§ **Given request**: Will you extract the entries word for word? Images should not appear in the copy.
---------------
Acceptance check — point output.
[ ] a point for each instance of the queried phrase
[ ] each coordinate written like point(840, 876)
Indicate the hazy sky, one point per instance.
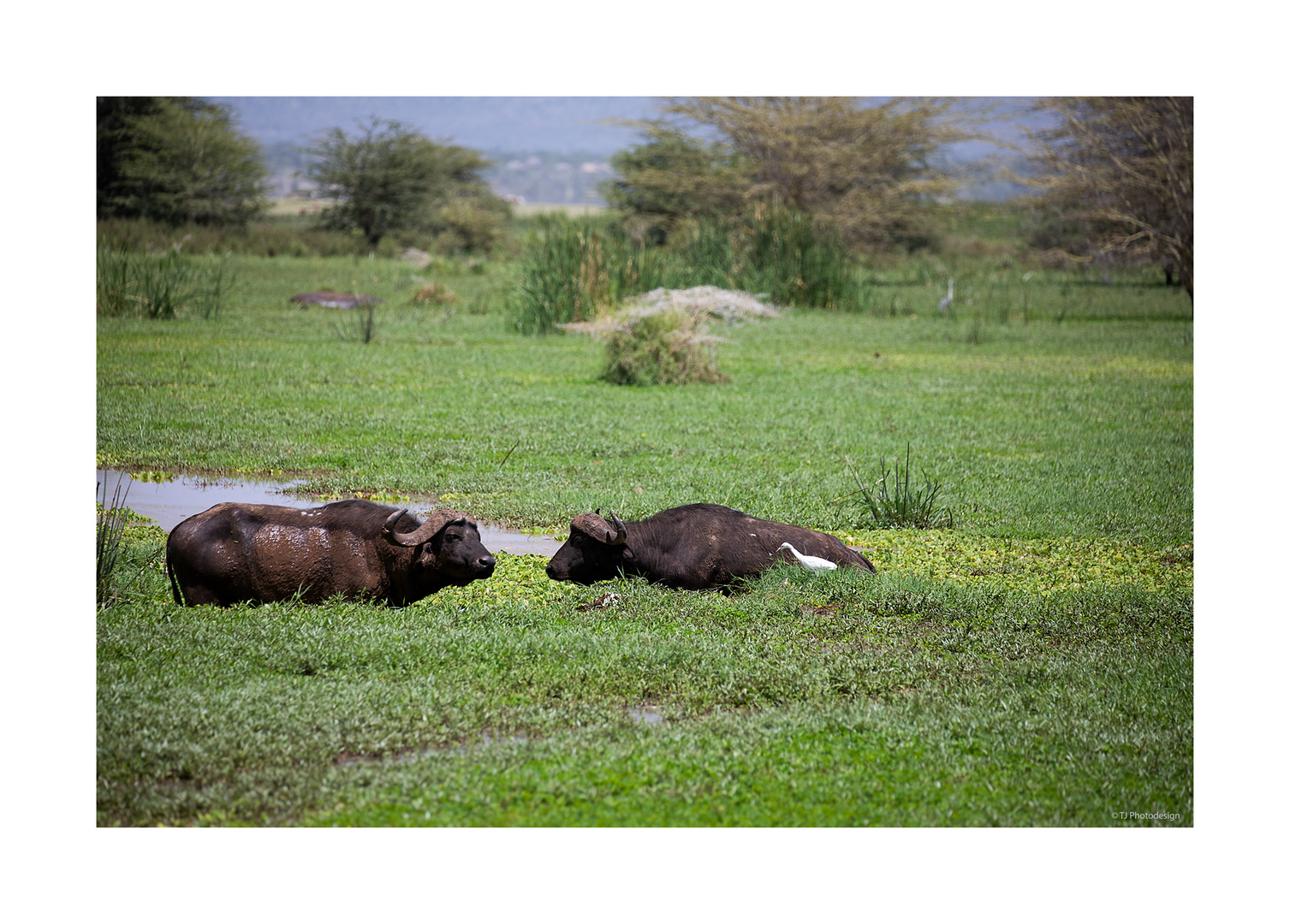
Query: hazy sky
point(486, 122)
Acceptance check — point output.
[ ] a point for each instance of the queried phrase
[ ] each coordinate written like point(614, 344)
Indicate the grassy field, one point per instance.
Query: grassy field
point(1031, 666)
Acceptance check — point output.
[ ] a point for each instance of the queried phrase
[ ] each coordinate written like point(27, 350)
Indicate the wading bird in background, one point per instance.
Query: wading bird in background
point(809, 560)
point(948, 298)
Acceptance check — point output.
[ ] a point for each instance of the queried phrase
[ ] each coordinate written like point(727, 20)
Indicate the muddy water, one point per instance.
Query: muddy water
point(170, 501)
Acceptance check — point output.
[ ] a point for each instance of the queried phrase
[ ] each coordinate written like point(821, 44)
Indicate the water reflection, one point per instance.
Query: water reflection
point(169, 503)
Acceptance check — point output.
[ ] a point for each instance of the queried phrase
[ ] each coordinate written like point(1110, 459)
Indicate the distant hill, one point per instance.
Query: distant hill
point(547, 148)
point(555, 124)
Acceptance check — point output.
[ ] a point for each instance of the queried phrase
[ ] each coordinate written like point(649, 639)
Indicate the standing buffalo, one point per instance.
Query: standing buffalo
point(353, 548)
point(697, 547)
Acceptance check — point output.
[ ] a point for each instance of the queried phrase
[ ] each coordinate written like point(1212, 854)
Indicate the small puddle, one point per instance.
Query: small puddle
point(646, 715)
point(422, 753)
point(168, 503)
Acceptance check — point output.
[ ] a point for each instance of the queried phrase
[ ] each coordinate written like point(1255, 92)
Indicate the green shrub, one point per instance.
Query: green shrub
point(109, 535)
point(577, 271)
point(782, 252)
point(160, 287)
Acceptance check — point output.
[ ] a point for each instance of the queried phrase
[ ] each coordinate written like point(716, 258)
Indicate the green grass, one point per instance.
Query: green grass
point(845, 700)
point(1035, 661)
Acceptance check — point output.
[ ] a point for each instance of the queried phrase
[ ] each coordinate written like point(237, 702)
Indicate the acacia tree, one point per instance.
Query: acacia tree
point(177, 160)
point(389, 177)
point(674, 177)
point(1119, 180)
point(865, 168)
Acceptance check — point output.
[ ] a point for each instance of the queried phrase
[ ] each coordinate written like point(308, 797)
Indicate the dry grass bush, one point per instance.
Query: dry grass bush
---------------
§ **Response**:
Acceptance check — point output.
[ ] a point for each instance of the queried phrase
[ ] each coordinate written like point(840, 876)
Indicate the hazy sky, one point per instance.
Query: hazy sky
point(486, 122)
Acceptance check — point output.
[ ] a point for each instance of the queried phrase
[ ] each coordinate written like point(614, 344)
Indicate the grassy field, one point per instance.
Query: grassy field
point(1031, 666)
Acceptance check — point output.
[ ] a point for each instance of the queried phrase
[ ] each coordinate written like point(27, 350)
Indicate the wading bird in background, one point per instance.
Query: wading bird in background
point(809, 560)
point(948, 298)
Acceptance check — point output.
[ ] a point for each instance of the queried phrase
[ ] each coordinate written like point(727, 20)
Indicate the muddy water, one point per instance.
Query: muddy water
point(170, 501)
Acceptance check — point output.
[ ] a point for each instance of the queried phrase
[ ] each coordinate written like point(821, 44)
Indicate the water reflection, one point per instance.
Query: water reflection
point(169, 503)
Acceptance check — point output.
[ ] a point for each instance of the queried phrase
[ ] each coordinate written like point(1110, 459)
Indicate the distant hill, one point per instance.
Query: distant hill
point(547, 148)
point(555, 124)
Acceptance check — point output.
[ ] a point for each instance of the queried phrase
[ ] each coordinate written like point(649, 639)
Indicate the standing buffalo, one point per instance.
Query: standing buffalo
point(353, 548)
point(697, 547)
Acceptance check — point output.
[ ] a point for each instance of the queried phrase
[ ] each coordinate written like point(1212, 854)
Indicate the small puddle, one point per instance.
Query: small puddle
point(646, 715)
point(422, 753)
point(168, 503)
Acceptance check — point output.
[ ] a point for each instance of the queried phrase
[ ] each coordinate written like point(1255, 92)
Indicate the green shrub, one point per instance.
Query: green shrub
point(109, 535)
point(577, 271)
point(782, 252)
point(160, 287)
Acceptance check — point output.
[ ] a point for each instance of the queried phrase
[ ] each coordinate written like point(716, 258)
Indicate the green grass, one point per instance.
Query: green grass
point(845, 700)
point(1035, 661)
Acceptance check — point output.
[ ] a point for each instance of the queried phrase
[ ] each coordinate written like point(237, 702)
Indicate the acacia tree, one point per instance.
Query: acacia tree
point(177, 160)
point(389, 177)
point(674, 177)
point(1119, 180)
point(865, 168)
Acceptance check — point output.
[ ] a point for each instance of the queried phrase
[ ] each coordinate written like point(308, 797)
Indicate the dry grass bush, one point per instance.
Query: dry grass bush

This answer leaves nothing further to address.